Instructions to follow.
Copy out each line of these records, keeping every word and number the same.
:: Input for this task ::
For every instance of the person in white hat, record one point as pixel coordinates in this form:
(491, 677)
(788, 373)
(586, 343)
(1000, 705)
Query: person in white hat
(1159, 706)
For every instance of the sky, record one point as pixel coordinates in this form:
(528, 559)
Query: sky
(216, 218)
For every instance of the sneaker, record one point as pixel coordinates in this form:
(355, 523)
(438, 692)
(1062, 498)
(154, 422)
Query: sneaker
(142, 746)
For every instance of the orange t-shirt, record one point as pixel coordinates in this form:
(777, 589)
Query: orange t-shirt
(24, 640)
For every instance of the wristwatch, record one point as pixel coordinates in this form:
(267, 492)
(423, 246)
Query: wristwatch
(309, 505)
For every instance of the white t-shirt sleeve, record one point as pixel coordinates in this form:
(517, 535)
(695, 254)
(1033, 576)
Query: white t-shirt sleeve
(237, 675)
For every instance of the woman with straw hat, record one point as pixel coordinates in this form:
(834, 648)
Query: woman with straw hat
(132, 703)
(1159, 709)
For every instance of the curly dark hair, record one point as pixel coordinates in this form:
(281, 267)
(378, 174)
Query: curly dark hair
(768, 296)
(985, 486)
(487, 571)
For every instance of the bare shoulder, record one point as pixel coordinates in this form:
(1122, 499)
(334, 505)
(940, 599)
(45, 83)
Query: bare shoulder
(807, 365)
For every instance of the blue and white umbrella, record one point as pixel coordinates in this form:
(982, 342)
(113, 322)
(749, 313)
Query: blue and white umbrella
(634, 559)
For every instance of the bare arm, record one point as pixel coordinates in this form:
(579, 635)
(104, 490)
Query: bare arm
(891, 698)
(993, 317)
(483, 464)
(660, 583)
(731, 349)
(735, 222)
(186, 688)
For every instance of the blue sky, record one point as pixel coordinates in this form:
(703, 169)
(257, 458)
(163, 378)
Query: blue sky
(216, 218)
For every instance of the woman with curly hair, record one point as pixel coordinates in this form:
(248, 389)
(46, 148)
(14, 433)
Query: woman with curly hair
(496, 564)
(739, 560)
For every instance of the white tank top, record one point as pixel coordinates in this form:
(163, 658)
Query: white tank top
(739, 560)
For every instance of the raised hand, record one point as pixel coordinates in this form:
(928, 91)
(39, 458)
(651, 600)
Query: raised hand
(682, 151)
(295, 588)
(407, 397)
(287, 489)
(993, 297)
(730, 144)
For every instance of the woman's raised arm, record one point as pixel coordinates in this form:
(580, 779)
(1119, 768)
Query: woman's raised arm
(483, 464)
:::
Task answer.
For every instance of the person in white hat, record one point as pixel coordinates in this form:
(491, 677)
(788, 373)
(586, 343)
(1000, 705)
Query: person in white hat
(1159, 706)
For every instance of the sky, record one point as pixel coordinates in this form:
(528, 559)
Query: sky
(216, 218)
For every instance of the sneaker, record one point as pixel coordinates in this form:
(355, 523)
(438, 692)
(1062, 498)
(154, 422)
Query: sneaker
(142, 746)
For every instance of the orange t-shirt, record one point as pixel coordinates in this form:
(777, 589)
Query: orange t-shirt
(24, 640)
For every instance of the wristwatch, record one point as pixel coordinates in this form:
(267, 492)
(423, 246)
Query: wristwatch
(309, 505)
For every instance of the white t-shirt sleeve, record one point as pixel coordinates in this form:
(517, 535)
(695, 254)
(1033, 576)
Query: white t-shirt sleeve
(237, 675)
For every instance of the woman with straw hat, record one point as pixel coordinates in this form:
(834, 648)
Query: woman with straw hat
(132, 703)
(1159, 709)
For every instance of the curly dark hair, record one point as pixel coordinates in this form:
(281, 267)
(378, 174)
Query: curly dark hair
(768, 296)
(985, 486)
(487, 571)
For every instance of the bare shoulder, record one point as pixel coordinates in this form:
(1122, 499)
(334, 505)
(940, 599)
(45, 83)
Query: bare shoulder
(807, 365)
For every instance of the blue and white umbrella, record one point as pixel coordinates in this form:
(982, 342)
(113, 322)
(749, 313)
Query: blue and white umbrella
(634, 559)
For every instance of the bare arm, record one point as pixel coordinates in this form:
(579, 635)
(104, 490)
Query: bare arm
(891, 698)
(993, 317)
(483, 464)
(660, 583)
(731, 349)
(735, 222)
(186, 688)
For every instance of the blue sky, record one point as pixel coordinates in this form:
(703, 169)
(257, 458)
(163, 378)
Query: blue sky
(216, 218)
For every instance of the woman with curly hair, record one point as pixel coordinates in this form:
(248, 389)
(46, 148)
(14, 433)
Query: woman with curly hair
(496, 564)
(739, 560)
For every instance of the white tank top, record one point as pixel coordinates in this form:
(163, 658)
Query: white tank top
(739, 560)
For every instance of the raised hand, record one point as pixel coordinates in this form:
(928, 91)
(39, 458)
(651, 600)
Query: raised hand
(682, 151)
(295, 588)
(407, 397)
(287, 489)
(993, 297)
(730, 144)
For every instance of the woman's raised arm, record one point as pixel coordinates in this form:
(580, 779)
(1119, 768)
Query: woman's raised arm
(483, 464)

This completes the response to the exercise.